Tuesday, October 31, 2006

New Law Paves the Way for Martial Law and Detention Camps in US

The newly signed John Warner Defense Authorization Act of 2007, greatly expanded the President's power to control the US National Guard in times of natural disasters, protests or unruly citizen action in general. Senator Patrick Leahy (D-VT) was disappointed that the National Guard Empowerment Act was dropped in Conference and stated:
It also should concern us all that the conference agreement includes language that subvert solid, longstanding posse comitatus statutes that limit the military's involvement in law enforcement, thereby making it easier for the President to declare martial law. There is good reason for the constructive friction in existing law when it comes to martial law declarations.
And there you have it - yet another step closer to Tyranny.

What's the background, you ask? Sen. Leahy clarifies:
Further, since September 11, torturous debate has developed in the Pentagon whenever the National Guard is needed for a large-scale operation at home, such as during Hurricane Katrina. We have learned that the Guard works optimally at home when it serves under the command-and-control of the Nation's Governors, with Federal reimbursement, under title 21 of the Federal Code.

This title 32 status ensures that locally elected officials remain in control of military forces operating at home. Because the National Guard comes directly out of these local communities, posse comitatus statutes do not apply. This title 32 arrangement has been used most recently to increase security at the border, but it has previously been used effectively to have the Guard provide added security at the Republican and Democratic National Conventions, the G8 Summit, the Nation's airports, and around the Capitol Building in Washington.

There seems to be some kind of reflexive reaction within the Department of Defense against having the Guard and the Governors remain in control of operations at home. In fact, a sizeable contingent exists within the Pentagon to have the active duty military control the National Guard and other military personnel and assets. So every time there is a natural disaster or other emergency, the Pentagon engages in a lengthy debate back-and-forth about control of the Guard. To date, these debates have led to sensible outcomes. But it should not be so difficult and uncertain.
Ah, so the regular armed forces are unhappy that control rests with local officials and not the Pentagon. It starts making sense...

Sen. Leahy futher illuminates just what this bill's changes to Federal law entail:
Not only does this conference report unfortunately drop the Empowerment amendment entirely, it adopts some incredible changes to the Insurrection Act, which would give the President more authority to declare martial law.

▶ [Tasks for this exercise]
**1.** Can you reproduce the post on martial law from "And there you" to "the Federal Code."?
**2.** Where does the post on martial law say the title 32 arrangement has been used to add security? List each place or event.
The lines after the post aren't needed.

▶ [Excerpted records]
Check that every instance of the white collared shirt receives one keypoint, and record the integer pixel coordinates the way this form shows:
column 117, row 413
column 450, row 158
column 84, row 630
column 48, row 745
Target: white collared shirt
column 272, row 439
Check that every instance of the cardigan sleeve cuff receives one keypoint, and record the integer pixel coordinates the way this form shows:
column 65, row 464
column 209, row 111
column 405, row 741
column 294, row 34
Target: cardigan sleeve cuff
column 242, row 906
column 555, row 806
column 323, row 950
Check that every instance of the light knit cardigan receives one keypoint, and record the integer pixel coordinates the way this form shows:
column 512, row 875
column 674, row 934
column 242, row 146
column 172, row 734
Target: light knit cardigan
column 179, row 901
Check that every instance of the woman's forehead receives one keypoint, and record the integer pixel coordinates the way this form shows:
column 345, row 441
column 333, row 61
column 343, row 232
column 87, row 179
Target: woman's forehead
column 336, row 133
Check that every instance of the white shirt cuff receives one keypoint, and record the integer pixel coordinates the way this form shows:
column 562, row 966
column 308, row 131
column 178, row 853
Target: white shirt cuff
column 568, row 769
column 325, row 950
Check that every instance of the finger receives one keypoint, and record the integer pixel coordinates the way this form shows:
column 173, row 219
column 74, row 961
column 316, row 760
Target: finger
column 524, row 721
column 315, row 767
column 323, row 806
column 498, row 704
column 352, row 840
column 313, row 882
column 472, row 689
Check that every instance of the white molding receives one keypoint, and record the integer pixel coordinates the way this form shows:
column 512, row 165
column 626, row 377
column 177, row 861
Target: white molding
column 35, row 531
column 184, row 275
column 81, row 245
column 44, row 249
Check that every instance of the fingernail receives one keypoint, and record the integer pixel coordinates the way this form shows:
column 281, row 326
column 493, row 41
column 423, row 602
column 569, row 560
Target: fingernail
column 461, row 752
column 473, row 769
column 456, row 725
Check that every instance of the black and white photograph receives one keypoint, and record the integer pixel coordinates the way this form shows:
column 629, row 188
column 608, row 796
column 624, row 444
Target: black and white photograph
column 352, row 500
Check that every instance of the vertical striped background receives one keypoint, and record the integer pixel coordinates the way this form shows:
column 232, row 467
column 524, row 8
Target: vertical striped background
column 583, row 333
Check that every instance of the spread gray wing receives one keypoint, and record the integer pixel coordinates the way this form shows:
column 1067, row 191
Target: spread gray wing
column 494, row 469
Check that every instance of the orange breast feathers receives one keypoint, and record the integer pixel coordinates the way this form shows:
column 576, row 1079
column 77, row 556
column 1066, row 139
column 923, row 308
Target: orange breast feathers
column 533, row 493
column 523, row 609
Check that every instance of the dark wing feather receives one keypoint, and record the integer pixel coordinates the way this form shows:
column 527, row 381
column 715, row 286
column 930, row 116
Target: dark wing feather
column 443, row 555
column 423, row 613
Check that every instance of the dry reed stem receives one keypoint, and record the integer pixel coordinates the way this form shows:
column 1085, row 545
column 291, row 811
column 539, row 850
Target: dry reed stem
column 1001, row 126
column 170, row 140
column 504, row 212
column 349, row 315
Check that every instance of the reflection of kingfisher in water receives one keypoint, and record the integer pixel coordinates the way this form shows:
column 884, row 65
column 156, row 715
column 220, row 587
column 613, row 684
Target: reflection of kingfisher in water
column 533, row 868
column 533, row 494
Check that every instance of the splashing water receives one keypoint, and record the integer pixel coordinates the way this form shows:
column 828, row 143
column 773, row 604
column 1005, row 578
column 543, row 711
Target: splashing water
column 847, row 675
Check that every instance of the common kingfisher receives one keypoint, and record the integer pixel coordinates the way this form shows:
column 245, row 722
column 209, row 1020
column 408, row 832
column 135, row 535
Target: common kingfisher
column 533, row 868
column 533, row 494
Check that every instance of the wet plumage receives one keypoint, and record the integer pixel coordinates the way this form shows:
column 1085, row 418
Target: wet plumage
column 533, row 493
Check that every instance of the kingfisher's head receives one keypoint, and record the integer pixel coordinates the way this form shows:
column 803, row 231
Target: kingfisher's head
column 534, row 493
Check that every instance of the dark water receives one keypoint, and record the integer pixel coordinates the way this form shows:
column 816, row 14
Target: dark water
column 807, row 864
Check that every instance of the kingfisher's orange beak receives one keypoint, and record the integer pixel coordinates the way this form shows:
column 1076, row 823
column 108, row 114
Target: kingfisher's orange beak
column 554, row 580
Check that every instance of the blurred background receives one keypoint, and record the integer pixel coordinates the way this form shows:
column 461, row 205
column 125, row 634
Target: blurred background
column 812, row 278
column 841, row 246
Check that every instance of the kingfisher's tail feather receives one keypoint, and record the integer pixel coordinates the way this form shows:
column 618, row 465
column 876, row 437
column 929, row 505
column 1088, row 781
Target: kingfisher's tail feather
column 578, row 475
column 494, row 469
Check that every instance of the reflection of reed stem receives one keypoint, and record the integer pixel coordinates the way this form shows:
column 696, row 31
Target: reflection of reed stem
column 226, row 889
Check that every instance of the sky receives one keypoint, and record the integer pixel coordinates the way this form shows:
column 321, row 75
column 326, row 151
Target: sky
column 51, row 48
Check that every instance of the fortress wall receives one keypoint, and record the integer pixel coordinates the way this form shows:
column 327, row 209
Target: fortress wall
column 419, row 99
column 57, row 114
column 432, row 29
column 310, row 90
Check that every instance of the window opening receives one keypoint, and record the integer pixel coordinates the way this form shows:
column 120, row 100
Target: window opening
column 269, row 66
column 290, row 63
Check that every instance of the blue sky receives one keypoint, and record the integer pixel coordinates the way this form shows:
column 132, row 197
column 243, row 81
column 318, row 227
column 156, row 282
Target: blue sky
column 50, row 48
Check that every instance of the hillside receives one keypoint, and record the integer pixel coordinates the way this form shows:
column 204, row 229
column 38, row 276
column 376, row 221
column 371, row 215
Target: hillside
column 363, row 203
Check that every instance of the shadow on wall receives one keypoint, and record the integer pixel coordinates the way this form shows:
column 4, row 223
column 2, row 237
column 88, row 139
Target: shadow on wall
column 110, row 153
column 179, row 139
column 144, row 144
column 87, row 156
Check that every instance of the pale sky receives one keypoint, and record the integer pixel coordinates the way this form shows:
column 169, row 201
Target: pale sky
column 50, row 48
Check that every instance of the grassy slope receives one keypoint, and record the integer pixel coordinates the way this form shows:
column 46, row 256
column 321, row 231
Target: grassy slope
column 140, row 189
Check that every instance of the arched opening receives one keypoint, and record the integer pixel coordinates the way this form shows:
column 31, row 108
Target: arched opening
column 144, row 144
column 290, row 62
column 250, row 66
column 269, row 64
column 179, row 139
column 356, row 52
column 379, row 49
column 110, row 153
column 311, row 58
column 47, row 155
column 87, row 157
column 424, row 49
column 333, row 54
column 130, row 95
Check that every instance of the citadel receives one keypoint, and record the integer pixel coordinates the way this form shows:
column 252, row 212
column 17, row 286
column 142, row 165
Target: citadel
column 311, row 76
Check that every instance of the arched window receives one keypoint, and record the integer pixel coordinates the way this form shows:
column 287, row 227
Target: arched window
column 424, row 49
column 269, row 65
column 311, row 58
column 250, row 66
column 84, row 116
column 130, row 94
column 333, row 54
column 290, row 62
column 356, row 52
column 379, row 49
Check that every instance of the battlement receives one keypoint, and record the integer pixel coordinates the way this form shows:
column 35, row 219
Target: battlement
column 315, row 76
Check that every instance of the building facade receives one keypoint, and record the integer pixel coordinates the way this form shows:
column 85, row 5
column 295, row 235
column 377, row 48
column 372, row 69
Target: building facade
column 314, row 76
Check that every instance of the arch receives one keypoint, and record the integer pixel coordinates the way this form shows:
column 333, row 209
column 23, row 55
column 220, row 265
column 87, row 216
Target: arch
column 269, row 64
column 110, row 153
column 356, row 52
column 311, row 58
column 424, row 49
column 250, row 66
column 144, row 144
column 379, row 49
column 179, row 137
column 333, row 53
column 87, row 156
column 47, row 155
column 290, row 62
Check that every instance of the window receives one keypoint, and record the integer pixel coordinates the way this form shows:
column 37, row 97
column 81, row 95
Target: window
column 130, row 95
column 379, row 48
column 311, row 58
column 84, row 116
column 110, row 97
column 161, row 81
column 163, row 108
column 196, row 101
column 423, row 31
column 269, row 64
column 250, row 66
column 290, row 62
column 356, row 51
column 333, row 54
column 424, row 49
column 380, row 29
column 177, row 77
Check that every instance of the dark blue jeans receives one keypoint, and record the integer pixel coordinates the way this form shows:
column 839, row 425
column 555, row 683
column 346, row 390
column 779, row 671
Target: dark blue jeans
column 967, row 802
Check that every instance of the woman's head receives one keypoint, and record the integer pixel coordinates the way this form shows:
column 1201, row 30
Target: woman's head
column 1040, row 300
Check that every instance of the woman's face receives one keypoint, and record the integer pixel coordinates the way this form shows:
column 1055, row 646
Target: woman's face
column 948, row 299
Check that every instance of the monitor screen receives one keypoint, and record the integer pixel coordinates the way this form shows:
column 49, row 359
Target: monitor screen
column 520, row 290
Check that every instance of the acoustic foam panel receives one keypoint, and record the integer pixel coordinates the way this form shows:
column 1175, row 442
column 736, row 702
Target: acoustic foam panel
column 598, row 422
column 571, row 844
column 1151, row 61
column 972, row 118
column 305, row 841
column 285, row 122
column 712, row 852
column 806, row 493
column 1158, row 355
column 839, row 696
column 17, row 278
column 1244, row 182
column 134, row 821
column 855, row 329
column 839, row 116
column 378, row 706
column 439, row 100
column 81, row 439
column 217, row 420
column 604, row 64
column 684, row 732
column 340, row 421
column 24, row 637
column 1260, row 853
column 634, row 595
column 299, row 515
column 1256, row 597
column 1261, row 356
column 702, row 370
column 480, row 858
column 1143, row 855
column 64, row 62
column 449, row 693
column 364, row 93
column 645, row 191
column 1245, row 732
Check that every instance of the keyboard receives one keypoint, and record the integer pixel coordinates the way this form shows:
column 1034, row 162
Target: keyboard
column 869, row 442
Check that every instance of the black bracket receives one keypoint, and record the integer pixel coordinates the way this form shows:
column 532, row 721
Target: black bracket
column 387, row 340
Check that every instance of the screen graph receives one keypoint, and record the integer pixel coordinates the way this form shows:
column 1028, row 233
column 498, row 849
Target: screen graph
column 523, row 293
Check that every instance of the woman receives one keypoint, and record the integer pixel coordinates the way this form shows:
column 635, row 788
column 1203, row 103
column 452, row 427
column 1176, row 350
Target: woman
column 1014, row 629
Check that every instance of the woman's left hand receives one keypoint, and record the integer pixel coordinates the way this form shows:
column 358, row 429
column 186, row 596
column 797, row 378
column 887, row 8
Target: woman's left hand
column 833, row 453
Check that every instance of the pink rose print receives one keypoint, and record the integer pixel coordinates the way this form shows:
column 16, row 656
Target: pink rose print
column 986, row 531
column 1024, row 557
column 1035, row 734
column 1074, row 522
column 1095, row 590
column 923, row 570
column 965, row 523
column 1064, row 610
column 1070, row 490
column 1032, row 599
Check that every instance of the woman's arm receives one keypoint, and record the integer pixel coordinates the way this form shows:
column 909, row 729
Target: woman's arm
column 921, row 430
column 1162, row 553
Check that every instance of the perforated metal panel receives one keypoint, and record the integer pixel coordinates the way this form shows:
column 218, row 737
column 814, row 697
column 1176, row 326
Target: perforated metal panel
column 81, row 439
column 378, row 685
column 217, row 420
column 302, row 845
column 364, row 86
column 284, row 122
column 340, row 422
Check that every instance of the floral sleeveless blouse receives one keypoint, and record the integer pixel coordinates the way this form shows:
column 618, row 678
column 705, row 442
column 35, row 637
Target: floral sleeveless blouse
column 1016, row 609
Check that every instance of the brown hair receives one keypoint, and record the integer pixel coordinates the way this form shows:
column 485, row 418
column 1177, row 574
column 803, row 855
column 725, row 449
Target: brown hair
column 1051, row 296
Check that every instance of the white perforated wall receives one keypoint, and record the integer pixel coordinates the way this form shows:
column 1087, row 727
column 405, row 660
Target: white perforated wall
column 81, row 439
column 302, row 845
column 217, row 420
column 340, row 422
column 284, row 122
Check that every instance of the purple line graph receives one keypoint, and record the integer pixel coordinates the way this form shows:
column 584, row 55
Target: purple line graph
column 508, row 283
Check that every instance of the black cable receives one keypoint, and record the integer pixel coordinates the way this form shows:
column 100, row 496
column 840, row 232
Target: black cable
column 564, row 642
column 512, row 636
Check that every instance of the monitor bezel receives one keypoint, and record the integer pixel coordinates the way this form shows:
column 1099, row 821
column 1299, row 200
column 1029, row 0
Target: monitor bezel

▶ [Solution list]
**1.**
And there you have it - yet another step closer to Tyranny.

What's the background, you ask? Sen. Leahy clarifies:
Further, since September 11, torturous debate has developed in the Pentagon whenever the National Guard is needed for a large-scale operation at home, such as during Hurricane Katrina. We have learned that the Guard works optimally at home when it serves under the command-and-control of the Nation's Governors, with Federal reimbursement, under title 21 of the Federal Code.

**2.**
- The border
- The Republican and Democratic National Conventions
- The G8 Summit
- The Nation's airports
- Around the Capitol Building in Washington